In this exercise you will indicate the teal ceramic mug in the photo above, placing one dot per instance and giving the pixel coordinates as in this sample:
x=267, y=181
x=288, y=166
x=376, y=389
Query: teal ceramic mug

###

## What needs to be done
Set down every line of the listing above unchanged, keeping each line in its original order.

## Answer
In this exercise you will indicate the teal ceramic mug in the photo above, placing one dot per instance and giving the pixel coordinates as in this sample:
x=267, y=181
x=288, y=166
x=376, y=389
Query: teal ceramic mug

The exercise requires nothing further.